_Исходный текст_:
---
Дальнейшие залы ведут в жизнь фиванской эпохи: опять деревянные статуи и гранитные статуи (розовый, черный гранит); поражает гробница; на ней – барельефы; то – сцены из «Книги Мертвых»; изображение Тутмозиса Третьего; черным гранитом твердеет Изида; корова Гатор; перед ней – фараон: вновь – гробницы; вновь статуи; взор – утомляется.

То, что выносишь из этих немеющих зал, есть чреватая шумом далеких громов тишина; тишина – неестественна; странной улыбкой двоятся тяжелые лики; они переходят в «усмешки» уже – в архаической Греции; полуулыбкою, родственной полуулыбкам колоссов, глядит… Джиоконда.

Не стану описывать серии зал, где проходят позднейшие статуи Александрийской эпохи; о, как они грубы сравнительно с ранними; и как нелепо пестры саркофаги в кричащем уродстве своем; вот – изделия коптов.
---
_Что сделать_:
**1.** Переведите на английский следующее предложение из исходного текста: «Не стану описывать серии зал, где проходят позднейшие статуи Александрийской эпохи; о, как они грубы сравнительно с ранними; и как нелепо пестры саркофаги в кричащем уродстве своем; вот – изделия коптов».
**2.** Верните без изменений фрагмент исходного текста между словами «То, что выносишь» и «вот – изделия коптов.» включительно.
Строки здесь ни при чем.

_Исходные строки_:
---
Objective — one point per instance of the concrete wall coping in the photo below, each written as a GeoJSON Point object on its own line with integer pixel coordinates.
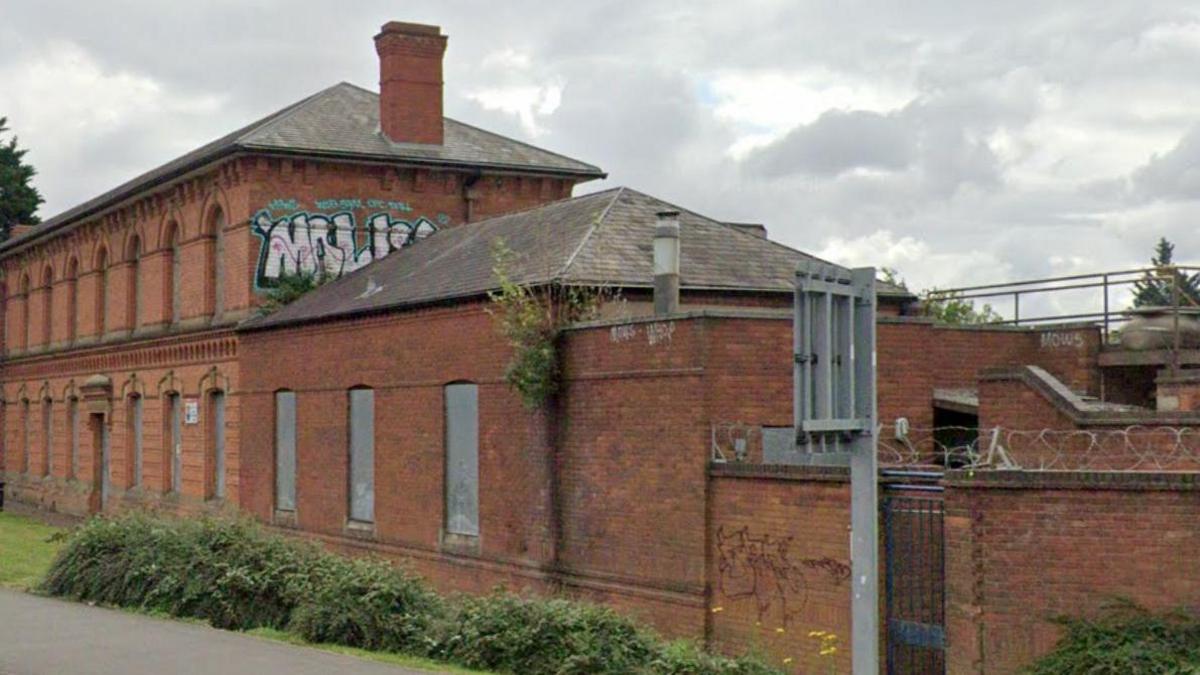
{"type": "Point", "coordinates": [779, 471]}
{"type": "Point", "coordinates": [1019, 479]}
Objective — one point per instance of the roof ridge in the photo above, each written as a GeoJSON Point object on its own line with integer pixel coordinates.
{"type": "Point", "coordinates": [531, 145]}
{"type": "Point", "coordinates": [286, 113]}
{"type": "Point", "coordinates": [592, 230]}
{"type": "Point", "coordinates": [726, 226]}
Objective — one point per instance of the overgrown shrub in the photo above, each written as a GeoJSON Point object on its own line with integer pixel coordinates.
{"type": "Point", "coordinates": [544, 637]}
{"type": "Point", "coordinates": [229, 573]}
{"type": "Point", "coordinates": [1125, 639]}
{"type": "Point", "coordinates": [370, 604]}
{"type": "Point", "coordinates": [234, 574]}
{"type": "Point", "coordinates": [684, 657]}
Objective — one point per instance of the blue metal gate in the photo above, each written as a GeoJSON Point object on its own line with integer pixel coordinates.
{"type": "Point", "coordinates": [915, 577]}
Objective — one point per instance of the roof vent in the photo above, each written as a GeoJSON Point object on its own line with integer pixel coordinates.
{"type": "Point", "coordinates": [666, 263]}
{"type": "Point", "coordinates": [372, 288]}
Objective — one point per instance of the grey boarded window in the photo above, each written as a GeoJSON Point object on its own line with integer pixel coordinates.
{"type": "Point", "coordinates": [363, 454]}
{"type": "Point", "coordinates": [174, 406]}
{"type": "Point", "coordinates": [286, 451]}
{"type": "Point", "coordinates": [136, 436]}
{"type": "Point", "coordinates": [217, 407]}
{"type": "Point", "coordinates": [75, 436]}
{"type": "Point", "coordinates": [462, 458]}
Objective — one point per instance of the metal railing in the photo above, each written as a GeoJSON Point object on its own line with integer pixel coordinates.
{"type": "Point", "coordinates": [1104, 284]}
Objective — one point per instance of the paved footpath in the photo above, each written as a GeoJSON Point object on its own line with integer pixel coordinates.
{"type": "Point", "coordinates": [47, 637]}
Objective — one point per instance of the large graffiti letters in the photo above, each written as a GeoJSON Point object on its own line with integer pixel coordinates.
{"type": "Point", "coordinates": [335, 243]}
{"type": "Point", "coordinates": [759, 567]}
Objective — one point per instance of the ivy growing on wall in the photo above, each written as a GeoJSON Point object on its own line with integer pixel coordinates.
{"type": "Point", "coordinates": [532, 320]}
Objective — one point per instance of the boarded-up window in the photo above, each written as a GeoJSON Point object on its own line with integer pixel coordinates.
{"type": "Point", "coordinates": [73, 414]}
{"type": "Point", "coordinates": [175, 437]}
{"type": "Point", "coordinates": [217, 407]}
{"type": "Point", "coordinates": [363, 455]}
{"type": "Point", "coordinates": [462, 459]}
{"type": "Point", "coordinates": [25, 423]}
{"type": "Point", "coordinates": [136, 438]}
{"type": "Point", "coordinates": [285, 451]}
{"type": "Point", "coordinates": [48, 436]}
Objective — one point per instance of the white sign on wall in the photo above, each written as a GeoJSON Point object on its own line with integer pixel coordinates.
{"type": "Point", "coordinates": [191, 411]}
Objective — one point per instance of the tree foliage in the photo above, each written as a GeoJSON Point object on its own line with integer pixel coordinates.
{"type": "Point", "coordinates": [532, 318]}
{"type": "Point", "coordinates": [289, 288]}
{"type": "Point", "coordinates": [18, 197]}
{"type": "Point", "coordinates": [946, 308]}
{"type": "Point", "coordinates": [1155, 290]}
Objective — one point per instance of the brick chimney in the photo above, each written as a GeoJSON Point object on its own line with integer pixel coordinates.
{"type": "Point", "coordinates": [411, 82]}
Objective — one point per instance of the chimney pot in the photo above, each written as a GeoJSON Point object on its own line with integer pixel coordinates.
{"type": "Point", "coordinates": [411, 82]}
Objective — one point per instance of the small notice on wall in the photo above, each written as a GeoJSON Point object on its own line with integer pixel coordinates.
{"type": "Point", "coordinates": [191, 411]}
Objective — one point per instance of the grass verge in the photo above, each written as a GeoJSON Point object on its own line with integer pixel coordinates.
{"type": "Point", "coordinates": [27, 550]}
{"type": "Point", "coordinates": [411, 662]}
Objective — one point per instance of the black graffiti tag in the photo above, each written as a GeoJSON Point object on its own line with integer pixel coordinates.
{"type": "Point", "coordinates": [760, 567]}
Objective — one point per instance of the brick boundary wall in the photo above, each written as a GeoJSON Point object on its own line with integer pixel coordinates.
{"type": "Point", "coordinates": [1023, 547]}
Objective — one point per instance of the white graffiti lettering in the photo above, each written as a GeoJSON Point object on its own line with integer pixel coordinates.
{"type": "Point", "coordinates": [334, 244]}
{"type": "Point", "coordinates": [622, 333]}
{"type": "Point", "coordinates": [1062, 340]}
{"type": "Point", "coordinates": [659, 333]}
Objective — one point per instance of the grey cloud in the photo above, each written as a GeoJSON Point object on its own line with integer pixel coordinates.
{"type": "Point", "coordinates": [1173, 175]}
{"type": "Point", "coordinates": [838, 142]}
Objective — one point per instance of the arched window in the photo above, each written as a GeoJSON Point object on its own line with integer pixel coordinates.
{"type": "Point", "coordinates": [361, 454]}
{"type": "Point", "coordinates": [173, 268]}
{"type": "Point", "coordinates": [133, 287]}
{"type": "Point", "coordinates": [47, 436]}
{"type": "Point", "coordinates": [47, 305]}
{"type": "Point", "coordinates": [24, 311]}
{"type": "Point", "coordinates": [101, 292]}
{"type": "Point", "coordinates": [25, 423]}
{"type": "Point", "coordinates": [216, 263]}
{"type": "Point", "coordinates": [72, 299]}
{"type": "Point", "coordinates": [173, 441]}
{"type": "Point", "coordinates": [216, 443]}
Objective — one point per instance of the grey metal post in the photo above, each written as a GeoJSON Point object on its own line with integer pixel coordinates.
{"type": "Point", "coordinates": [846, 423]}
{"type": "Point", "coordinates": [864, 511]}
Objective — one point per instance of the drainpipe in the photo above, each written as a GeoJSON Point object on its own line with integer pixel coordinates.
{"type": "Point", "coordinates": [666, 263]}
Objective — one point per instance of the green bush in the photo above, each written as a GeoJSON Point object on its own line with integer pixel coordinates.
{"type": "Point", "coordinates": [229, 573]}
{"type": "Point", "coordinates": [234, 574]}
{"type": "Point", "coordinates": [370, 604]}
{"type": "Point", "coordinates": [544, 637]}
{"type": "Point", "coordinates": [1125, 639]}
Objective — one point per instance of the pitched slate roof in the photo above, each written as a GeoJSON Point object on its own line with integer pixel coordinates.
{"type": "Point", "coordinates": [605, 238]}
{"type": "Point", "coordinates": [337, 123]}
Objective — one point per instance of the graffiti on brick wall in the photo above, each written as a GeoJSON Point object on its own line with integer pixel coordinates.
---
_Результаты_:
**1.** I will not describe the series of halls where the later statues of the Alexandrian era pass by; oh, how crude they are compared with the early ones; and how absurdly gaudy the sarcophagi are in their garish ugliness; here are the works of the Copts.

**2.**
То, что выносишь из этих немеющих зал, есть чреватая шумом далеких громов тишина; тишина – неестественна; странной улыбкой двоятся тяжелые лики; они переходят в «усмешки» уже – в архаической Греции; полуулыбкою, родственной полуулыбкам колоссов, глядит… Джиоконда.

Не стану описывать серии зал, где проходят позднейшие статуи Александрийской эпохи; о, как они грубы сравнительно с ранними; и как нелепо пестры саркофаги в кричащем уродстве своем; вот – изделия коптов.